Write out every line of the material below as a numbered list, skipping blank lines and leaving the pictures out of the answer.

── AVAILABLE RECORDS ──

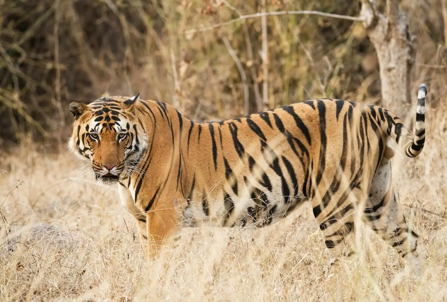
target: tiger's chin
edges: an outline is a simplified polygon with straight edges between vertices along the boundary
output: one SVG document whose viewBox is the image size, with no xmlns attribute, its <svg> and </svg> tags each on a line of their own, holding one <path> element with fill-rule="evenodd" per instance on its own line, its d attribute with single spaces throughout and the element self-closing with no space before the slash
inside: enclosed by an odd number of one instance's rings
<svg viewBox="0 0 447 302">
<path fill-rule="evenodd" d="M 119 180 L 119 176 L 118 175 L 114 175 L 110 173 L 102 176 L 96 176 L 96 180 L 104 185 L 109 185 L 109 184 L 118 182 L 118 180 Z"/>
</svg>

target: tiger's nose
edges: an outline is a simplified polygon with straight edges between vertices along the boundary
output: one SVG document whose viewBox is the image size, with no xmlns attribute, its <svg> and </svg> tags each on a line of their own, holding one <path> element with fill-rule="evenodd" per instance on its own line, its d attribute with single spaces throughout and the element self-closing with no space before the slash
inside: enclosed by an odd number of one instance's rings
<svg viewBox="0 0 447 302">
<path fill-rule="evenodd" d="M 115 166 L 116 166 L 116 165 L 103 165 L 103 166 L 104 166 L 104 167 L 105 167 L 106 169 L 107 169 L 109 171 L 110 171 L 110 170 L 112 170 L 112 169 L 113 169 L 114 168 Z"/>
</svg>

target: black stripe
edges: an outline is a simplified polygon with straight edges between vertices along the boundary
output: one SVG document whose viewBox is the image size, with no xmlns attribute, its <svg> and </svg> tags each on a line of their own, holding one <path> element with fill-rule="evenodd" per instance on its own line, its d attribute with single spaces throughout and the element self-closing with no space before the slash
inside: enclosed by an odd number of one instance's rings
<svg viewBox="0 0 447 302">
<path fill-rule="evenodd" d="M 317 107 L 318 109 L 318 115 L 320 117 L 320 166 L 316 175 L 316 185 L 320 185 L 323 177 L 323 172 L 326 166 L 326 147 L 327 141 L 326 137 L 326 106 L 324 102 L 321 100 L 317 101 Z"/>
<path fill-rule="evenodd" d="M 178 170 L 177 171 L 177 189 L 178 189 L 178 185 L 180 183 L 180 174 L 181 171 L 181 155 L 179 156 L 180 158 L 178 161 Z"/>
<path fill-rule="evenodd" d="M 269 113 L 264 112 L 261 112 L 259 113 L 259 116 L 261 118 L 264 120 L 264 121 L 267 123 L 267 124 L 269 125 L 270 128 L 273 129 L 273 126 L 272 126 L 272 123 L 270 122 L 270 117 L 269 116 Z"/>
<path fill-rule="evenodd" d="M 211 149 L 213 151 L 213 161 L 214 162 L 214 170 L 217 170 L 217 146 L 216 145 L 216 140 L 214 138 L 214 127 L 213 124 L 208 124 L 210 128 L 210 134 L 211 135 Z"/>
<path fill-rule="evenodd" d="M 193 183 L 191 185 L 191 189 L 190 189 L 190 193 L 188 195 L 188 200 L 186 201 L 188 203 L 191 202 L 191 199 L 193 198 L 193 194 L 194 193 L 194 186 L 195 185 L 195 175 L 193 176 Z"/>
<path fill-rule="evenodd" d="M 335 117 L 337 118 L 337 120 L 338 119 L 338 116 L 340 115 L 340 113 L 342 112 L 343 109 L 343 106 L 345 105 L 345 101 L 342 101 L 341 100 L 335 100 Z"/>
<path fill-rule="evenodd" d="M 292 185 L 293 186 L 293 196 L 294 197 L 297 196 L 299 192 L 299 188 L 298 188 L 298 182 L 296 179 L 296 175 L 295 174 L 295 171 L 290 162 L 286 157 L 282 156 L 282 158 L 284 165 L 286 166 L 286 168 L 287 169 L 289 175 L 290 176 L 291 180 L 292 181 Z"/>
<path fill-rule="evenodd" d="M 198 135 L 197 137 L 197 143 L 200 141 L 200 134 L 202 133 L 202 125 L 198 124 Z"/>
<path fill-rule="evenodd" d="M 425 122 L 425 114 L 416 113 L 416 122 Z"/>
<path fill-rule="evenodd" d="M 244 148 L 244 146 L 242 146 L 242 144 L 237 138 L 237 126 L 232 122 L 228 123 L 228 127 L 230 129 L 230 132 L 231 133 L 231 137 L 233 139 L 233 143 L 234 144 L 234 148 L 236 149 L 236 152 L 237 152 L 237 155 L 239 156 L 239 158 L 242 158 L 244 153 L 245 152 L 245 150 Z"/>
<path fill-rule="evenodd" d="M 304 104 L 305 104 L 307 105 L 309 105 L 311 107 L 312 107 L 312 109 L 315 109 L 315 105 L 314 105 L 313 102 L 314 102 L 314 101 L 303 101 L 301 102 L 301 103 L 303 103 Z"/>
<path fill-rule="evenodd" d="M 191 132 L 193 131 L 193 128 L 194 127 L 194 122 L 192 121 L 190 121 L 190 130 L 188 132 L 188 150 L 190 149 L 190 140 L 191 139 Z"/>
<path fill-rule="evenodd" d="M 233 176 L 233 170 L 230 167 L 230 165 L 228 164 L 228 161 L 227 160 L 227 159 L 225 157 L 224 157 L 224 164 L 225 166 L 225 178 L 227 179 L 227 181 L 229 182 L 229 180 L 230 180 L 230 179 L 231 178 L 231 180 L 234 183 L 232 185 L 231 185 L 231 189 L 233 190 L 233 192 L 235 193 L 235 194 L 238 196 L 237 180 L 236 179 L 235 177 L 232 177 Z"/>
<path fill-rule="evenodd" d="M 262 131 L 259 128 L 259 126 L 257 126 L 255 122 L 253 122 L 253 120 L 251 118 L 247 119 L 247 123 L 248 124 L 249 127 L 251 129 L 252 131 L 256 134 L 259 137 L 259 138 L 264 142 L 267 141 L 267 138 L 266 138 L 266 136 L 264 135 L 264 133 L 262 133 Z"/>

───

▶ **EXERCISE SOLUTION**:
1. target: tiger's chin
2. edges: an outline is a simplified polygon with straight edges between vertices along the boundary
3. output: one SVG document whose viewBox is the image size, with no xmlns attribute, its <svg> and </svg> tags each on a line of their own, holding one <path> element with fill-rule="evenodd" per instance on its own line, its d attribute with single spaces throughout and the element self-closing with no space before the slash
4. inside: enclosed by an odd number of one instance's rings
5. <svg viewBox="0 0 447 302">
6. <path fill-rule="evenodd" d="M 119 180 L 119 176 L 118 175 L 114 175 L 110 173 L 102 176 L 96 176 L 96 180 L 104 185 L 109 185 L 109 184 L 118 182 L 118 180 Z"/>
7. </svg>
8. target: tiger's nose
9. edges: an outline is a simplified polygon with straight edges between vertices along the boundary
10. output: one SVG document whose viewBox is the image size, with no xmlns attribute, its <svg> and </svg> tags each on a line of their own, holding one <path> element with fill-rule="evenodd" per instance on its own line, its d attribute with single spaces throughout and the element self-closing with no space before the slash
11. inside: enclosed by an odd number of one instance's rings
12. <svg viewBox="0 0 447 302">
13. <path fill-rule="evenodd" d="M 115 166 L 116 166 L 116 165 L 103 165 L 103 166 L 104 166 L 104 167 L 105 167 L 106 169 L 107 169 L 109 171 L 110 171 L 110 170 L 112 170 L 112 169 L 113 169 L 114 168 Z"/>
14. </svg>
15. target: black stripe
16. edges: an outline is a simplified polygon with straight edges between vertices along the boundary
17. output: one SVG document whose viewBox is the image size, with no xmlns attribute, its <svg> and </svg> tags each on a line of their own, holding one <path> element with fill-rule="evenodd" per instance on its own line, its d attribute with single spaces throughout and the element self-closing with no space before the slash
18. inside: enclosed by an odd number of one instance's rings
19. <svg viewBox="0 0 447 302">
20. <path fill-rule="evenodd" d="M 317 107 L 318 109 L 318 115 L 320 117 L 320 166 L 316 175 L 316 185 L 320 185 L 323 177 L 323 172 L 326 166 L 326 147 L 327 141 L 326 137 L 326 106 L 324 102 L 321 100 L 317 101 Z"/>
21. <path fill-rule="evenodd" d="M 178 170 L 177 171 L 177 189 L 178 189 L 178 185 L 180 183 L 180 174 L 181 171 L 181 155 L 179 156 L 180 158 L 178 161 Z"/>
22. <path fill-rule="evenodd" d="M 269 113 L 264 112 L 261 112 L 259 113 L 259 116 L 261 118 L 264 120 L 264 121 L 267 123 L 267 124 L 269 125 L 270 128 L 273 129 L 273 126 L 272 126 L 272 123 L 270 122 L 270 117 L 269 116 Z"/>
23. <path fill-rule="evenodd" d="M 211 149 L 213 151 L 213 161 L 214 162 L 214 170 L 217 170 L 217 146 L 216 145 L 216 140 L 214 138 L 214 127 L 213 124 L 208 124 L 210 128 L 210 134 L 211 135 Z"/>
24. <path fill-rule="evenodd" d="M 193 183 L 191 185 L 191 189 L 190 189 L 190 193 L 188 195 L 188 200 L 186 201 L 188 203 L 191 202 L 191 199 L 193 198 L 193 194 L 194 193 L 194 186 L 195 185 L 195 175 L 193 176 Z"/>
25. <path fill-rule="evenodd" d="M 335 117 L 337 118 L 337 120 L 338 119 L 338 116 L 340 115 L 340 113 L 342 112 L 343 109 L 343 106 L 345 105 L 345 101 L 342 101 L 341 100 L 335 100 Z"/>
26. <path fill-rule="evenodd" d="M 292 185 L 293 186 L 293 196 L 294 197 L 297 196 L 299 192 L 299 188 L 298 188 L 298 182 L 296 179 L 296 175 L 295 174 L 295 171 L 290 162 L 286 157 L 282 156 L 282 158 L 284 165 L 286 166 L 286 168 L 287 169 L 289 175 L 290 176 L 291 180 L 292 181 Z"/>
27. <path fill-rule="evenodd" d="M 198 135 L 197 137 L 197 143 L 200 141 L 200 134 L 202 133 L 202 125 L 198 124 Z"/>
28. <path fill-rule="evenodd" d="M 425 122 L 425 114 L 416 113 L 416 122 Z"/>
29. <path fill-rule="evenodd" d="M 244 148 L 244 146 L 242 146 L 242 144 L 237 138 L 237 126 L 232 122 L 228 123 L 228 127 L 230 129 L 230 132 L 231 133 L 231 137 L 233 139 L 233 143 L 234 144 L 234 148 L 236 149 L 236 152 L 237 152 L 237 155 L 239 156 L 239 158 L 242 158 L 244 153 L 245 152 L 245 150 Z"/>
30. <path fill-rule="evenodd" d="M 304 104 L 305 104 L 307 105 L 309 105 L 311 107 L 312 107 L 312 109 L 315 109 L 315 105 L 314 105 L 313 102 L 314 102 L 314 101 L 303 101 L 301 102 L 301 103 L 303 103 Z"/>
31. <path fill-rule="evenodd" d="M 191 132 L 193 131 L 193 128 L 194 127 L 194 122 L 192 121 L 190 121 L 190 130 L 188 132 L 188 150 L 190 149 L 190 140 L 191 139 Z"/>
32. <path fill-rule="evenodd" d="M 233 176 L 233 170 L 230 167 L 230 165 L 228 164 L 228 161 L 227 160 L 227 159 L 225 157 L 224 157 L 224 164 L 225 166 L 225 178 L 227 179 L 227 181 L 229 182 L 229 180 L 230 180 L 230 179 L 231 178 L 231 180 L 234 183 L 232 185 L 231 185 L 231 189 L 233 190 L 233 192 L 235 193 L 235 194 L 238 196 L 237 180 L 236 179 L 235 177 L 232 177 Z"/>
33. <path fill-rule="evenodd" d="M 262 131 L 259 128 L 259 126 L 257 126 L 255 122 L 253 122 L 253 120 L 251 118 L 247 119 L 247 123 L 248 124 L 249 127 L 251 129 L 252 131 L 256 134 L 259 137 L 259 138 L 264 142 L 267 141 L 267 138 L 266 138 L 266 136 L 264 135 L 264 133 L 262 133 Z"/>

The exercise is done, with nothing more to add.